» **Exercise prompt**
Below are the records; reproduce all of them exactly but without any images.

» **The data**
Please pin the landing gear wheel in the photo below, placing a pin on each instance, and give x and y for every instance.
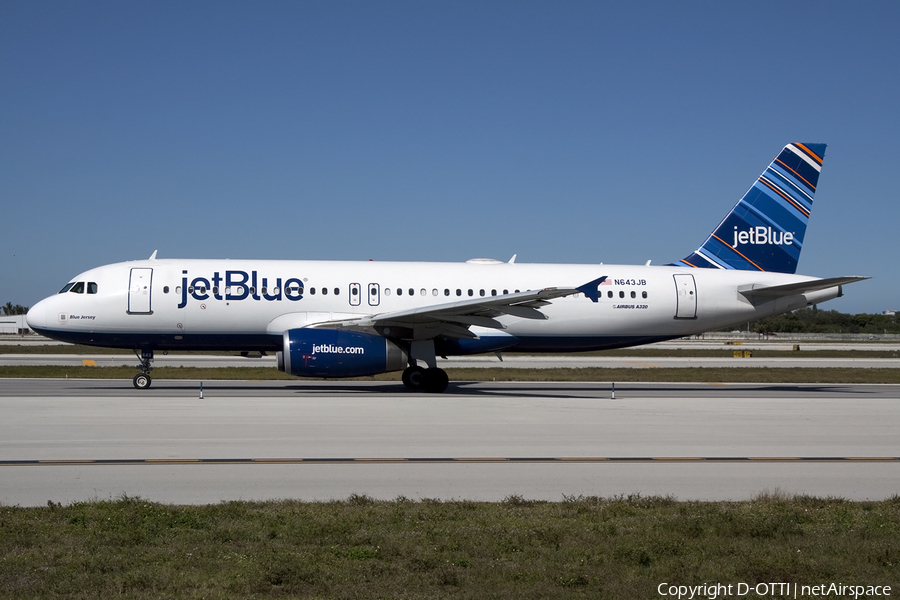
(141, 381)
(435, 381)
(412, 377)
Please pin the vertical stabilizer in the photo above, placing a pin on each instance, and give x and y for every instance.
(765, 229)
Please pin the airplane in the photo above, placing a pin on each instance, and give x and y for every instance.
(333, 319)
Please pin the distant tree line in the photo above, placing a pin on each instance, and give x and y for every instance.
(14, 309)
(812, 320)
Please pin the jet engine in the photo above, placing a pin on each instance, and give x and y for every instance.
(337, 353)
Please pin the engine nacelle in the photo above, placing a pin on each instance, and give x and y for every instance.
(337, 353)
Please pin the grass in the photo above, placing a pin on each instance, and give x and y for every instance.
(363, 548)
(586, 374)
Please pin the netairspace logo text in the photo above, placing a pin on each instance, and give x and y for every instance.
(712, 591)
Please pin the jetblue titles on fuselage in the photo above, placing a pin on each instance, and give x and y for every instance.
(239, 285)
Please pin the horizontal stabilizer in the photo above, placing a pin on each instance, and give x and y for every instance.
(793, 289)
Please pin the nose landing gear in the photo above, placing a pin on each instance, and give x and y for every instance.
(142, 380)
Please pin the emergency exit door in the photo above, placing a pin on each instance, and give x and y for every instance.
(686, 290)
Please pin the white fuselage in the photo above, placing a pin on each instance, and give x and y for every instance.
(248, 304)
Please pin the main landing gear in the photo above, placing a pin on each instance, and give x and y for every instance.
(432, 380)
(142, 380)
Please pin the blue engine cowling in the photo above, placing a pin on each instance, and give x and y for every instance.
(337, 353)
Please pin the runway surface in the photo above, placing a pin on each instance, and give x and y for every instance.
(513, 361)
(482, 441)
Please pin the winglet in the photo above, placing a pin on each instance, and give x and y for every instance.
(590, 288)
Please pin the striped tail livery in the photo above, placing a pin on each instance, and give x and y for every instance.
(765, 229)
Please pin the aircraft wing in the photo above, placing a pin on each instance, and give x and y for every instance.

» **Problem solution**
Please pin the landing gear wheel in the photo below, placing a pin on each instance, and give x and y for every instance.
(141, 381)
(435, 381)
(412, 377)
Please pin the vertical stabilizer in the photo above, placing a pin on each instance, and give x and y for every instance.
(765, 229)
Please pin the airplane in the photo above, placing a pin on each instance, and give x and y for every instance.
(333, 319)
Please pin the distant tree line in the photo above, placing a pin on each instance, and give x and y for every instance.
(14, 309)
(812, 320)
Please pin the jet engine in the photo above, placing a pin on each instance, and give x and y for every instance.
(337, 353)
Please pin the engine nacelle in the photo above, placing a pin on each instance, and give x and y for every instance.
(337, 353)
Please pin the grass in the photo above, placing a pin on each instance, and give x and y for every instance.
(363, 548)
(586, 374)
Please pin the netairspace logo text in the photo above, placing a pin on each instance, and give x and y for every instance.
(712, 591)
Please pin the jetblue titles on fuselage in the photo above, placing a pin on each instance, and give x and y for every instance.
(239, 285)
Please pin the horizontal stabilizer in the photo above, placing a pin on each instance, and give x and y for every instance.
(793, 289)
Please pin the nose landing gear in the photo above, placing a pin on each instance, and give x and y for every instance.
(142, 380)
Please pin the emergency exit door in the photo above, placing a pin on each instance, and give x and y for every instance.
(686, 290)
Please pin the white fuselage in the photo above, placing a pin on each instance, and give x and y for every instance.
(248, 304)
Please pin the main landing gear in the photo above, placing a pin on each instance, and give x and y for every instance.
(432, 380)
(142, 380)
Please pin the blue engine cowling in the photo above, placing a pin on each instance, and give x and y for every instance.
(337, 353)
Please pin the runway surface in the photo above, placing a pin on each instance, and give x and y for every instance.
(513, 361)
(482, 441)
Please pin the winglet in the photo above, placing a pin on each instance, and give x and y for every instance.
(590, 288)
Please pin the striped tail livery in the photo above, placing a pin on each instance, and give x and y for every instance.
(765, 229)
Please pin the aircraft wing in the photo above, placing a pin on each instance, and give x and y for every instance.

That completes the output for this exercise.